Extracted data:
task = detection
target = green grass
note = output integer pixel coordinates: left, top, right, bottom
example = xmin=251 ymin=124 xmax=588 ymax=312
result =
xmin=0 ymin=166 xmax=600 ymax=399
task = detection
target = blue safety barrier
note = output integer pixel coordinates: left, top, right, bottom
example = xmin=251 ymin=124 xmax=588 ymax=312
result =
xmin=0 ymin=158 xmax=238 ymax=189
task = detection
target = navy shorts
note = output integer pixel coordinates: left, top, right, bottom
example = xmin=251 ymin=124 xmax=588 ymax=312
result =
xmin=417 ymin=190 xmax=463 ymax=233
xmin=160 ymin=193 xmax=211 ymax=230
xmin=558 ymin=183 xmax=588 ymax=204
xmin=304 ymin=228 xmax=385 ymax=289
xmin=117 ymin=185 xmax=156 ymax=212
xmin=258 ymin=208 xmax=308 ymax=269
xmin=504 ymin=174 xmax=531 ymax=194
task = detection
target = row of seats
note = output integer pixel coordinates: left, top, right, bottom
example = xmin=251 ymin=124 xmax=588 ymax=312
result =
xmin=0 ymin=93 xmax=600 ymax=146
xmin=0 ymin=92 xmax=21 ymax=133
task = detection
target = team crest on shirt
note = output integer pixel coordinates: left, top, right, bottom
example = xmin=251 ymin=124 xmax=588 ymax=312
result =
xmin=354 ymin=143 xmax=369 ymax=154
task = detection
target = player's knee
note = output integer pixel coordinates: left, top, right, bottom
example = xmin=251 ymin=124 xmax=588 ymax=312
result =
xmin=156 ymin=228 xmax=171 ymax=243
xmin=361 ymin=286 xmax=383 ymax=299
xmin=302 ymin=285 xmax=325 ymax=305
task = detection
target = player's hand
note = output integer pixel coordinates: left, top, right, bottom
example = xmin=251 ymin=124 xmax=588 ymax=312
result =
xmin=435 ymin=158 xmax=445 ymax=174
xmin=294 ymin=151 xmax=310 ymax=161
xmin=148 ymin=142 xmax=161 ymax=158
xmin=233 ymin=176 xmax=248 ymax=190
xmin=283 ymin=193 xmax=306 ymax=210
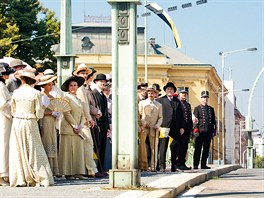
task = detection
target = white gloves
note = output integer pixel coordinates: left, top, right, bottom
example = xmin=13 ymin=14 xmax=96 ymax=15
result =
xmin=41 ymin=95 xmax=50 ymax=107
xmin=192 ymin=114 xmax=199 ymax=124
xmin=51 ymin=111 xmax=60 ymax=118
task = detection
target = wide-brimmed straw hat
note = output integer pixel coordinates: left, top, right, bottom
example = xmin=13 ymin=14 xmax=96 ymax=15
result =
xmin=38 ymin=75 xmax=57 ymax=85
xmin=146 ymin=85 xmax=159 ymax=93
xmin=94 ymin=74 xmax=108 ymax=83
xmin=72 ymin=63 xmax=93 ymax=75
xmin=43 ymin=69 xmax=55 ymax=76
xmin=16 ymin=70 xmax=37 ymax=82
xmin=10 ymin=59 xmax=27 ymax=68
xmin=0 ymin=62 xmax=15 ymax=76
xmin=61 ymin=76 xmax=85 ymax=92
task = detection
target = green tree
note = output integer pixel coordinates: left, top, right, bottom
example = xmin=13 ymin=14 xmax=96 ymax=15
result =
xmin=5 ymin=0 xmax=60 ymax=70
xmin=0 ymin=2 xmax=20 ymax=58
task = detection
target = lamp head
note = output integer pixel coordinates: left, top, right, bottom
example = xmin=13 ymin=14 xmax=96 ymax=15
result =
xmin=248 ymin=47 xmax=258 ymax=52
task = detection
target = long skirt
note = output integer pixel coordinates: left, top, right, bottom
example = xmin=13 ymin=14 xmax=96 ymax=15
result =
xmin=9 ymin=118 xmax=54 ymax=186
xmin=41 ymin=116 xmax=59 ymax=175
xmin=59 ymin=134 xmax=85 ymax=176
xmin=0 ymin=113 xmax=12 ymax=177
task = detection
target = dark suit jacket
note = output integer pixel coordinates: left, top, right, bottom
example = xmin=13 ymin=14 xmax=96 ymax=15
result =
xmin=193 ymin=105 xmax=216 ymax=133
xmin=157 ymin=96 xmax=184 ymax=139
xmin=92 ymin=89 xmax=109 ymax=130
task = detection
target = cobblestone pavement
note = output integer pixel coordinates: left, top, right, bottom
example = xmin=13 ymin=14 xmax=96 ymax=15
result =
xmin=0 ymin=171 xmax=180 ymax=198
xmin=181 ymin=169 xmax=264 ymax=198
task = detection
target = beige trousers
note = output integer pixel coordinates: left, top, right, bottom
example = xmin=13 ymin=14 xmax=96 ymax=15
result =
xmin=82 ymin=125 xmax=98 ymax=175
xmin=139 ymin=128 xmax=159 ymax=170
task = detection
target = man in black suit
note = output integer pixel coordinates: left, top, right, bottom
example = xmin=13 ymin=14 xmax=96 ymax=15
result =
xmin=92 ymin=74 xmax=109 ymax=173
xmin=193 ymin=91 xmax=216 ymax=169
xmin=157 ymin=82 xmax=184 ymax=172
xmin=177 ymin=87 xmax=193 ymax=170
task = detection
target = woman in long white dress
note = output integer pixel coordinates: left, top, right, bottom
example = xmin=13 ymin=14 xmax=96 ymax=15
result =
xmin=59 ymin=76 xmax=86 ymax=180
xmin=38 ymin=75 xmax=60 ymax=176
xmin=9 ymin=70 xmax=54 ymax=187
xmin=0 ymin=63 xmax=13 ymax=186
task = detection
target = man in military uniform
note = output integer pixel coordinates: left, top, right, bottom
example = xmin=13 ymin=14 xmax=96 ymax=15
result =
xmin=193 ymin=91 xmax=216 ymax=169
xmin=177 ymin=87 xmax=193 ymax=170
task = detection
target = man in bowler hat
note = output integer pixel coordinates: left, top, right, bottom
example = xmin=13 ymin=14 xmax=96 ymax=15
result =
xmin=92 ymin=74 xmax=110 ymax=173
xmin=193 ymin=91 xmax=216 ymax=169
xmin=157 ymin=82 xmax=184 ymax=172
xmin=178 ymin=87 xmax=193 ymax=170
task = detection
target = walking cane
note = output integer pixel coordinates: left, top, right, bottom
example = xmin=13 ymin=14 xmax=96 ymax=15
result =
xmin=154 ymin=129 xmax=159 ymax=171
xmin=90 ymin=125 xmax=103 ymax=171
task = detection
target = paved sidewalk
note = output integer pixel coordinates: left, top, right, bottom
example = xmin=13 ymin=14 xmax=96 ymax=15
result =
xmin=0 ymin=165 xmax=240 ymax=198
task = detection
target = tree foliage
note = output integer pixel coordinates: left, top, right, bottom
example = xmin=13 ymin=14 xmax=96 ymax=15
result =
xmin=0 ymin=3 xmax=20 ymax=57
xmin=0 ymin=0 xmax=60 ymax=70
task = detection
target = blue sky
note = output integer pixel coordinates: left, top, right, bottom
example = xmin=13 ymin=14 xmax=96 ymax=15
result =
xmin=41 ymin=0 xmax=264 ymax=130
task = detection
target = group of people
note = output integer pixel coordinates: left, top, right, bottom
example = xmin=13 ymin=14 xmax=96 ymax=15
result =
xmin=138 ymin=82 xmax=216 ymax=172
xmin=0 ymin=59 xmax=216 ymax=186
xmin=0 ymin=59 xmax=111 ymax=186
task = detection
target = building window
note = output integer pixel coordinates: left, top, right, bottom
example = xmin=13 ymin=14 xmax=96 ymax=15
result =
xmin=82 ymin=36 xmax=94 ymax=52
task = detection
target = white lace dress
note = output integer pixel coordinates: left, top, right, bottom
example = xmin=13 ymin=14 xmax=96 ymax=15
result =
xmin=0 ymin=81 xmax=12 ymax=177
xmin=9 ymin=85 xmax=54 ymax=186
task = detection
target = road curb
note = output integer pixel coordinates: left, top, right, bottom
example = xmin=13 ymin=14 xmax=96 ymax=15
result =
xmin=117 ymin=165 xmax=242 ymax=198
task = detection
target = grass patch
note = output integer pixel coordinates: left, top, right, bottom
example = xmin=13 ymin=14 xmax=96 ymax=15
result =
xmin=211 ymin=176 xmax=219 ymax=179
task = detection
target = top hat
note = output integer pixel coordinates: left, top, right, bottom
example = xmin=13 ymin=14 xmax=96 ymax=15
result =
xmin=38 ymin=75 xmax=57 ymax=85
xmin=146 ymin=85 xmax=159 ymax=93
xmin=0 ymin=62 xmax=15 ymax=76
xmin=61 ymin=76 xmax=85 ymax=91
xmin=10 ymin=59 xmax=27 ymax=68
xmin=163 ymin=82 xmax=177 ymax=93
xmin=72 ymin=63 xmax=93 ymax=75
xmin=178 ymin=87 xmax=189 ymax=93
xmin=43 ymin=69 xmax=55 ymax=76
xmin=94 ymin=74 xmax=108 ymax=83
xmin=153 ymin=83 xmax=161 ymax=92
xmin=201 ymin=91 xmax=209 ymax=98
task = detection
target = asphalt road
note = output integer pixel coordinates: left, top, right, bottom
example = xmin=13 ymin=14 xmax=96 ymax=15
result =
xmin=179 ymin=169 xmax=264 ymax=198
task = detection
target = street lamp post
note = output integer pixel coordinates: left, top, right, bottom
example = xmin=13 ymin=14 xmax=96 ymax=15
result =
xmin=219 ymin=48 xmax=257 ymax=164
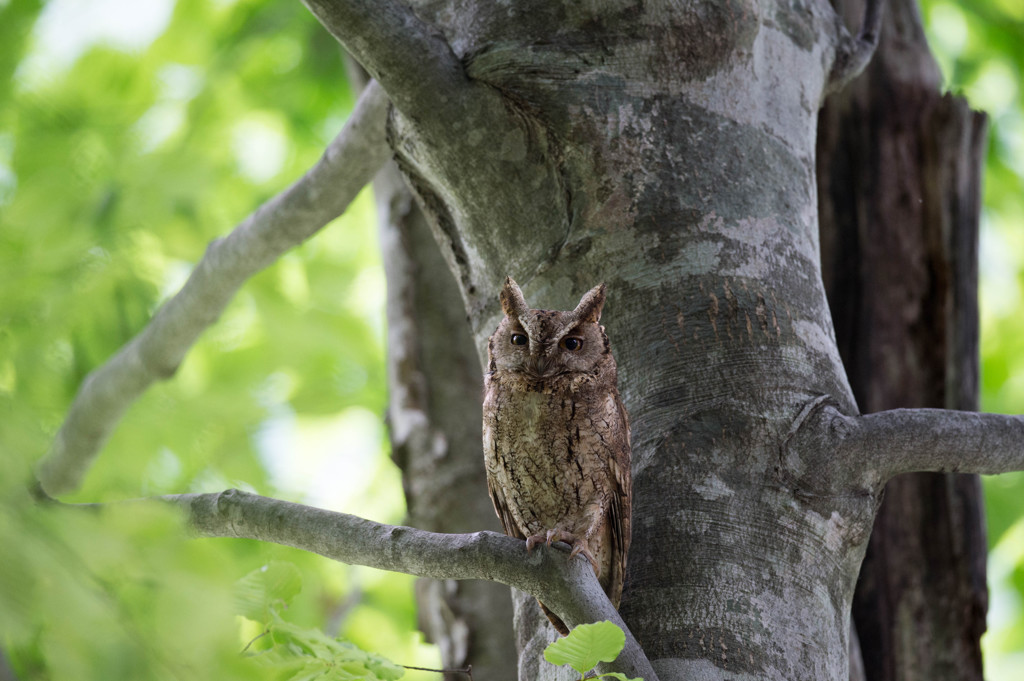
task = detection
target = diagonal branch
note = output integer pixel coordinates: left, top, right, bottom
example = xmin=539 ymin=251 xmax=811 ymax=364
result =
xmin=825 ymin=0 xmax=886 ymax=94
xmin=820 ymin=407 xmax=1024 ymax=481
xmin=37 ymin=85 xmax=389 ymax=495
xmin=169 ymin=490 xmax=657 ymax=681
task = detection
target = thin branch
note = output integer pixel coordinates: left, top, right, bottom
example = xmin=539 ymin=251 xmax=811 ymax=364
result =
xmin=163 ymin=490 xmax=657 ymax=681
xmin=825 ymin=0 xmax=886 ymax=93
xmin=820 ymin=408 xmax=1024 ymax=481
xmin=37 ymin=85 xmax=389 ymax=495
xmin=302 ymin=0 xmax=473 ymax=123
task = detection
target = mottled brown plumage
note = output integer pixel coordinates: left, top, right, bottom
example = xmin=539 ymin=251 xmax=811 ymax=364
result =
xmin=483 ymin=278 xmax=631 ymax=634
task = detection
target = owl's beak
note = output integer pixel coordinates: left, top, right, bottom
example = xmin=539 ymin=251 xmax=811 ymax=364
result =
xmin=526 ymin=355 xmax=551 ymax=376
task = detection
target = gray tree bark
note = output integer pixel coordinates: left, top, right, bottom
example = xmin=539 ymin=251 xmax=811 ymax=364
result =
xmin=818 ymin=0 xmax=987 ymax=681
xmin=41 ymin=0 xmax=1024 ymax=681
xmin=374 ymin=156 xmax=516 ymax=681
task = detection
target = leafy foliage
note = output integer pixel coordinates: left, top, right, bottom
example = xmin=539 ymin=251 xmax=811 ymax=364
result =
xmin=0 ymin=0 xmax=437 ymax=681
xmin=234 ymin=561 xmax=406 ymax=681
xmin=544 ymin=620 xmax=643 ymax=681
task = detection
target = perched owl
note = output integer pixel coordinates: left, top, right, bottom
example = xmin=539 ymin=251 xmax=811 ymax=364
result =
xmin=483 ymin=278 xmax=631 ymax=634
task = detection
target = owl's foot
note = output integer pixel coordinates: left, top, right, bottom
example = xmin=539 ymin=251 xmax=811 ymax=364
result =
xmin=526 ymin=529 xmax=600 ymax=572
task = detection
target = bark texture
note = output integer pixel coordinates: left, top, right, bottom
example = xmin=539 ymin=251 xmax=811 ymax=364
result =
xmin=818 ymin=0 xmax=987 ymax=681
xmin=362 ymin=0 xmax=881 ymax=680
xmin=374 ymin=164 xmax=516 ymax=681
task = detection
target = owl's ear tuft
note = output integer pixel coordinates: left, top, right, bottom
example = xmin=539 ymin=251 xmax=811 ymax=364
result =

Required work: Copy the material above verbatim, from its first line through the line that contains "xmin=504 ymin=174 xmax=531 ymax=194", with both of those lines included.

Correct answer:
task = detection
target = green grass
note = output integer pixel coordinates: left, top, right, bottom
example = xmin=251 ymin=124 xmax=588 ymax=312
result =
xmin=0 ymin=166 xmax=600 ymax=399
task = detection
target = blue safety barrier
note = output integer pixel coordinates: left, top, right, bottom
example = xmin=251 ymin=124 xmax=588 ymax=312
result =
xmin=0 ymin=158 xmax=238 ymax=189
task = detection
target = navy shorts
note = output integer pixel coordinates: left, top, right, bottom
example = xmin=251 ymin=124 xmax=588 ymax=312
result =
xmin=417 ymin=190 xmax=463 ymax=233
xmin=160 ymin=193 xmax=211 ymax=230
xmin=558 ymin=183 xmax=588 ymax=204
xmin=304 ymin=228 xmax=385 ymax=289
xmin=117 ymin=185 xmax=156 ymax=212
xmin=258 ymin=208 xmax=308 ymax=269
xmin=504 ymin=174 xmax=531 ymax=194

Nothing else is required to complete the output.